From the line containing "foliage? named fields: left, top, right, bottom" to the last line of the listing below, repeat every line exactly, and output nothing else.

BEGIN PROVIDED ENTRIES

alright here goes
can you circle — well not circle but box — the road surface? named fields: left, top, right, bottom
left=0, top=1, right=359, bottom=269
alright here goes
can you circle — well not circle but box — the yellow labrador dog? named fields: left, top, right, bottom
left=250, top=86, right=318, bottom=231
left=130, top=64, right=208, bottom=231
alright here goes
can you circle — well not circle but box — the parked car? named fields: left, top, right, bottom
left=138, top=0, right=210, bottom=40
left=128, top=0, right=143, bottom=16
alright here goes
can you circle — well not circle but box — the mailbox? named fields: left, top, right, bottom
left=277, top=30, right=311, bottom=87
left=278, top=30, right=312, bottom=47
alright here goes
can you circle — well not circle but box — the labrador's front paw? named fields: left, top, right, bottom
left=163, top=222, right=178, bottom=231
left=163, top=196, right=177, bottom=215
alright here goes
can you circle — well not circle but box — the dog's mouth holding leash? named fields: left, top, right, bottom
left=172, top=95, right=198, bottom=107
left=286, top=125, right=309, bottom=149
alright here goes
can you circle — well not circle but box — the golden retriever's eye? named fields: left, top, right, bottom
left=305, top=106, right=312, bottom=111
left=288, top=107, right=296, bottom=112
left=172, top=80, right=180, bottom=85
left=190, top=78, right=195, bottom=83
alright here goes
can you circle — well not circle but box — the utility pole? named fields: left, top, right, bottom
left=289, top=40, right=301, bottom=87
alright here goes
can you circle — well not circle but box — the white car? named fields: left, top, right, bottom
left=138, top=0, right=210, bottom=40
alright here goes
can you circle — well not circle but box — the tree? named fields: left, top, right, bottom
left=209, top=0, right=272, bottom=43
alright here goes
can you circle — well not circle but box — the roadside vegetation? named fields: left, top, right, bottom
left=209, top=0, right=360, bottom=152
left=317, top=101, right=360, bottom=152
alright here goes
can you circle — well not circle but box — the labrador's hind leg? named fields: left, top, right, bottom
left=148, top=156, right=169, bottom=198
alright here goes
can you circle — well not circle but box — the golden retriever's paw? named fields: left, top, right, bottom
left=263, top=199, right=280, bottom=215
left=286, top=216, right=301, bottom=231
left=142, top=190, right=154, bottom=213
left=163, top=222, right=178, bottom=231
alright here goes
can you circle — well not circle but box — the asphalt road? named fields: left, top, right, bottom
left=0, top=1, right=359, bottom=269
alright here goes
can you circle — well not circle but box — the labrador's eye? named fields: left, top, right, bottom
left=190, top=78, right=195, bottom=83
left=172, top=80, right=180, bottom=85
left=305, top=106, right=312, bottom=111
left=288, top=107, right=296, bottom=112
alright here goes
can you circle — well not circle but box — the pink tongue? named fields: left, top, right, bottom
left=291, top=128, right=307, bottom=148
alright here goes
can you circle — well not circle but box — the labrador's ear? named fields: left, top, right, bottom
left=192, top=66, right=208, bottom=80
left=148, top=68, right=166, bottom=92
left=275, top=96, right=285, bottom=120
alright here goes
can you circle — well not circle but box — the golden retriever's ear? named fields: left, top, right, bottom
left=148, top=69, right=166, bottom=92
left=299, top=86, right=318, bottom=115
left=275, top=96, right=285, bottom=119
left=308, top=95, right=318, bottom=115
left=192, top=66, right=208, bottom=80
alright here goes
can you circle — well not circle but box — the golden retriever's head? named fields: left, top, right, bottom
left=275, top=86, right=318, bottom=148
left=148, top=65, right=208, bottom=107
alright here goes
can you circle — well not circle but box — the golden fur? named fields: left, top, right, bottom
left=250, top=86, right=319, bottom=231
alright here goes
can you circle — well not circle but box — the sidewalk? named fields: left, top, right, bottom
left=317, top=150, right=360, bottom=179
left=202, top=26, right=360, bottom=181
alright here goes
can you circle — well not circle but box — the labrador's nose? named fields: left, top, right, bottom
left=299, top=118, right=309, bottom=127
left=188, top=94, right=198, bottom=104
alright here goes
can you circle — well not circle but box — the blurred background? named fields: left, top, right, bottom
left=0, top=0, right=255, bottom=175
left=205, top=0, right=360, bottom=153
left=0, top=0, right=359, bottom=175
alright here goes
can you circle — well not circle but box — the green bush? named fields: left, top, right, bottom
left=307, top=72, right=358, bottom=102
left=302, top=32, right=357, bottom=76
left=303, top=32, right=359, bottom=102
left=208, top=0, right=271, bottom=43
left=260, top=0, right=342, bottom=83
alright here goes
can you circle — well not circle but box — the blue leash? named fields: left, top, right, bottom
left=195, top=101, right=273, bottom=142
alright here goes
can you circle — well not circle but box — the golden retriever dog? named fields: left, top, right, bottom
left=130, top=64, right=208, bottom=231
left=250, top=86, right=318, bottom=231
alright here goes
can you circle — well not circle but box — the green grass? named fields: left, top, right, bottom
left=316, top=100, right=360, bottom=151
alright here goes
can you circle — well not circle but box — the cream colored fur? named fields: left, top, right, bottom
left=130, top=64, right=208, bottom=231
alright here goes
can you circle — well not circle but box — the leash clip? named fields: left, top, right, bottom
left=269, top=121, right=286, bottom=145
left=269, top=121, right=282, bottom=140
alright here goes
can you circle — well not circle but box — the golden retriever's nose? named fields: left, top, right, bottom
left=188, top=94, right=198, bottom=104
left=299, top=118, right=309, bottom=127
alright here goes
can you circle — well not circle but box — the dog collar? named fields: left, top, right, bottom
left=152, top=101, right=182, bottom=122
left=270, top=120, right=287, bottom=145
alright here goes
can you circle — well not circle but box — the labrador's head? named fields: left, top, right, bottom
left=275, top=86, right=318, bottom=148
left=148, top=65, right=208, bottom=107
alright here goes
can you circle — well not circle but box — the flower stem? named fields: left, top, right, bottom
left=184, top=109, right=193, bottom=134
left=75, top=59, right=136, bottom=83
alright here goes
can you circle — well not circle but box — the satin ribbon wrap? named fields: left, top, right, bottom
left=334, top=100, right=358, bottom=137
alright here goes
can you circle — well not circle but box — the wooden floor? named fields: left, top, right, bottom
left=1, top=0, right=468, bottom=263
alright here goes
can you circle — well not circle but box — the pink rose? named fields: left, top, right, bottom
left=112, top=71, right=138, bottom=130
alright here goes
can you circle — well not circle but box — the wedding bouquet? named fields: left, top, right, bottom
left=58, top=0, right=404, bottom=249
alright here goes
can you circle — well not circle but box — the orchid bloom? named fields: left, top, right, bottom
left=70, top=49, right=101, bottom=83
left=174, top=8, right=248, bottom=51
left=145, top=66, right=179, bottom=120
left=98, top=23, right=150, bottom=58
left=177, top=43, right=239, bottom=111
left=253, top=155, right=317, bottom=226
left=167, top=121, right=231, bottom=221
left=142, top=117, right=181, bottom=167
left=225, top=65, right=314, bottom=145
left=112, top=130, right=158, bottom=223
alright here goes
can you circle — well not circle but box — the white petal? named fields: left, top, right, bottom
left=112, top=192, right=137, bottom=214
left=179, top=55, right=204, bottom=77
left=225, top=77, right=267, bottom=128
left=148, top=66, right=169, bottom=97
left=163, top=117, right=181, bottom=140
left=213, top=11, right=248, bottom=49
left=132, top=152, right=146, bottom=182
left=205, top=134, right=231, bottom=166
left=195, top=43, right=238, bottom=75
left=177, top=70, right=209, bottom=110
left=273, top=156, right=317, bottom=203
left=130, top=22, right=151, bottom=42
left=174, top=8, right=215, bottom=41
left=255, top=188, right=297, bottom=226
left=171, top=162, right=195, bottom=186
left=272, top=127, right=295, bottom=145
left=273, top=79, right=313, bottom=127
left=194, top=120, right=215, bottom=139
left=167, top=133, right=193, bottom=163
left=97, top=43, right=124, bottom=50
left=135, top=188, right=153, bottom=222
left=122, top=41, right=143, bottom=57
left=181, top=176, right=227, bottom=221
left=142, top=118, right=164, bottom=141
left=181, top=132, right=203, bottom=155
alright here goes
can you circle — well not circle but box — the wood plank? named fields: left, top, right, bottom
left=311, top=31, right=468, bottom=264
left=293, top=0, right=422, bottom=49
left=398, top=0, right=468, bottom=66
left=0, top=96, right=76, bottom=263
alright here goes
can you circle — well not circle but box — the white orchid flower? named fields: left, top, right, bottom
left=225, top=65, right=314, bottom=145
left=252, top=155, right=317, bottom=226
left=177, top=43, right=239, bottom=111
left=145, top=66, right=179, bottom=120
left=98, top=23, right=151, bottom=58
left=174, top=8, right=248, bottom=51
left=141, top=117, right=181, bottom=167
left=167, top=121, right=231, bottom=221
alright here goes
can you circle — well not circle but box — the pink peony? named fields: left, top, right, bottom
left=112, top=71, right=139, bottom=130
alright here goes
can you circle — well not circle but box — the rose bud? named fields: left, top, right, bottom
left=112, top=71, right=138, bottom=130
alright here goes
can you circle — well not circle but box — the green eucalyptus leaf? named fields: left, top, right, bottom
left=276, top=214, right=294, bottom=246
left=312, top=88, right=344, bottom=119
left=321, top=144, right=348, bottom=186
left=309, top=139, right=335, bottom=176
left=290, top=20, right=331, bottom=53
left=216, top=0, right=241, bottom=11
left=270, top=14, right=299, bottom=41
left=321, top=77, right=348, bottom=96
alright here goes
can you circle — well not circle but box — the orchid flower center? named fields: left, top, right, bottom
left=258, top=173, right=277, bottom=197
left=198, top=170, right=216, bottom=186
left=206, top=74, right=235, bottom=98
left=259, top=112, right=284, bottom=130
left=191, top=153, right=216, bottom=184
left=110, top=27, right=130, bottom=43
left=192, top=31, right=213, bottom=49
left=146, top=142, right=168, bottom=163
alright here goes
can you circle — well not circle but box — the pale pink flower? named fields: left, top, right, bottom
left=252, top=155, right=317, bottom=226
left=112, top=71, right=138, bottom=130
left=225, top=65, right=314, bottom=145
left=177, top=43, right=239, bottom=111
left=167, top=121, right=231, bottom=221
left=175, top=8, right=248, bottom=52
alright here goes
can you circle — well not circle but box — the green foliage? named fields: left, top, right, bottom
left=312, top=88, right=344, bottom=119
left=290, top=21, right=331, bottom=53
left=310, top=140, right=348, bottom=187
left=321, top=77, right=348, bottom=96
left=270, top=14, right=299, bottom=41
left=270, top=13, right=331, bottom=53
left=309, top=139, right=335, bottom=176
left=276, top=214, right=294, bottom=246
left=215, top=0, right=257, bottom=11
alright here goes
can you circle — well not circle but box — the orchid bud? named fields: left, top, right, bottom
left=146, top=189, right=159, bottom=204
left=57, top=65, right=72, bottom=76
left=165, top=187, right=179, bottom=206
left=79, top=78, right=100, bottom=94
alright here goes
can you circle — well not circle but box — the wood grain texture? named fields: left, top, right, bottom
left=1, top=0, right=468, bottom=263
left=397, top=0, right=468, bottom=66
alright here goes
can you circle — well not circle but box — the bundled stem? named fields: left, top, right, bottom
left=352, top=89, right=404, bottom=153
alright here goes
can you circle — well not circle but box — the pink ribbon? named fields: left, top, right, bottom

END PROVIDED ENTRIES

*COMPLETED TASK*:
can you circle — well not circle but box — the green foliage? named fields: left, top, right, bottom
left=312, top=88, right=344, bottom=119
left=290, top=21, right=331, bottom=53
left=310, top=140, right=348, bottom=187
left=321, top=77, right=348, bottom=96
left=270, top=14, right=299, bottom=41
left=270, top=13, right=331, bottom=53
left=309, top=139, right=335, bottom=176
left=276, top=214, right=294, bottom=246
left=215, top=0, right=257, bottom=11
alright here goes
can you circle — well not circle but box — the orchid bud? named fields: left, top, right, bottom
left=146, top=189, right=159, bottom=204
left=57, top=65, right=72, bottom=76
left=165, top=187, right=179, bottom=206
left=79, top=78, right=100, bottom=94
alright here goes
can you circle — well not circle but box — the wood grain texture? named fields: left, top, right, bottom
left=1, top=0, right=468, bottom=263
left=397, top=0, right=468, bottom=66
alright here goes
can you circle — well not circle but box — the bundled stem? named fields: left, top, right, bottom
left=352, top=89, right=404, bottom=153
alright here goes
can you circle — well not circle but box — the pink ribbon? named fields: left, top, right, bottom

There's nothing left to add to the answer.